▶ _Text provided_
----
San Diegans saw the societal shift on January 1, as long lines formed outside Urbn Leaf. The outlet had already been selling marijuana for medical use since March. It was one of a handful of places in San Diego which was ready to begin selling marijuana for recreational use January 1, the first day it became legal in California and they attracted a range of new customers.

“You can see the people who walk in the door. It’s your next door neighbor. It’s your aunt. It’s your grandmother,” said Will Senn, owner of Urbn Leaf.

That clientele may include the wife of a sailor or the husband of a Marine, but not the service members themselves. They are still subject to a zero-tolerance policy regarding use of marijuana. The acceptability and access to marijuana can make life challenging for anyone stationed in California – and for their commanders.

RELATED: San Diego Cannabis Stores Brace For New Year’s High

With few exceptions, being caught with marijuana or THC in your bloodstream means a sailor is likely to face being discharged, said Jeff Carver, an attorney and retired Navy JAG officer in San Diego who defends active duty people who fail a drug test.

“If you want to be secretary of the Navy, if you want to make a career out of this endeavor, you cannot smoke marijuana,” Carver said. “You cannot eat marijuana brownies and you probably can’t hang out with your friends if they’re smoking marijuana.”

The military has a long history of grappling with marijuana. The scale of drug use in Vietnam was unnerving to the Pentagon. In 1973, the Pentagon released a report on service members returning from combat. The study interviewed returning soldiers and found nearly 70 percent smoked marijuana. More than a third tried heroin. At the time, the military was trying to get its arms around the number of people who may have to be steered into drug treatment.
----
▶ _Provided information_

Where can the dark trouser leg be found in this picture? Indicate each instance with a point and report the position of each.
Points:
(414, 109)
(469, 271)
----
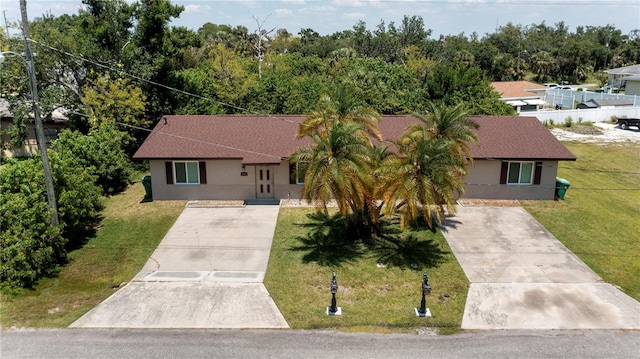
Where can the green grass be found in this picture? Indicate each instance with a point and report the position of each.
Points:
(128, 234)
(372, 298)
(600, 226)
----
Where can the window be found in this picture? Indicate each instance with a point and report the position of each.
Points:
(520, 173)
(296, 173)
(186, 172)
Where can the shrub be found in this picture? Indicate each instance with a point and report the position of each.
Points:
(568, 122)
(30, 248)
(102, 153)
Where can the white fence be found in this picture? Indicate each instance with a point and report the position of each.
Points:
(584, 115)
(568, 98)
----
▶ _Tasks to carry out_
- A) From the text about marijuana and the military, copy the passage from "That clientele may" up to and including "a drug test.".
- B) Proceed with the text about marijuana and the military, picking up after its final sentence.

▶ _Responses in order_
- A)
That clientele may include the wife of a sailor or the husband of a Marine, but not the service members themselves. They are still subject to a zero-tolerance policy regarding use of marijuana. The acceptability and access to marijuana can make life challenging for anyone stationed in California – and for their commanders.

RELATED: San Diego Cannabis Stores Brace For New Year’s High

With few exceptions, being caught with marijuana or THC in your bloodstream means a sailor is likely to face being discharged, said Jeff Carver, an attorney and retired Navy JAG officer in San Diego who defends active duty people who fail a drug test.

- B)
In the 1981, six of the sailors involved in a crash aboard the USS Nimitz had marijuana in their system. The Navy did not cite marijuana as the cause of the crash that killed 14 sailors, but the scrutiny led in part to the Department of Defense instituting a zero tolerance policy.

That is pretty much where the policy stands today.

In recent years, the Pentagon has been looking at softening that stance, at least in small ways. In the last year of the Obama Administration, speaking before a Silicon Valley crowd at Tech Crunch, Defense Secretary Ash Carter hinted that the Pentagon was rethinking its stance, at least on marijuana use prior to joining.

“We need to understand, and do, how people’s lives have changed. Not hold against them things they did when they were younger. So it’s an important question and yes we can be flexible,” Carter said.

Current Defense Secretary James Mattis has said little about the issue.

RELATED: San Diego Gains Early Lead In Cannabis Retail Licenses

But there are other signs the military may be softening the zero tolerance policy.

The Army and Navy require new recruits to seek a waiver depending on the amount of drug use prior to joining, but that waiver no longer needs go as high up the chain of command, making it easier to obtain.

And last year, the Air Force eliminated past marijuana use as a criteria for barring enlistment, as long as it didn’t result in a criminal penalty.

Jeff Carver, the San Diego attorney who represents military clients, said while testing positive for marijuana is still likely to get you kicked out of the Navy, most marijuana cases no longer go to a criminal trial. He says commanders realize society’s attitudes have changed.

“There is going to be a little more give. A little more love,” Carver said. “These members realize that young sailors are probably having to fend off offers of marijuana all the time. The punishment is probably becoming more liberal.”

That doesn’t mean sailors can expect a free pass. The acting commander at Naval Base San Diego issued a statement ahead of recreational marijuana becoming legal in California, restating that marijuana remains strictly forbidden under federal law. And that “we continue to enforce our zero tolerance policy.”

Pot is legal in California and there have been a few cracks in the military's zero tolerance policy. But San Diego's sailors and Marines risk discharge if they are found with marijuana.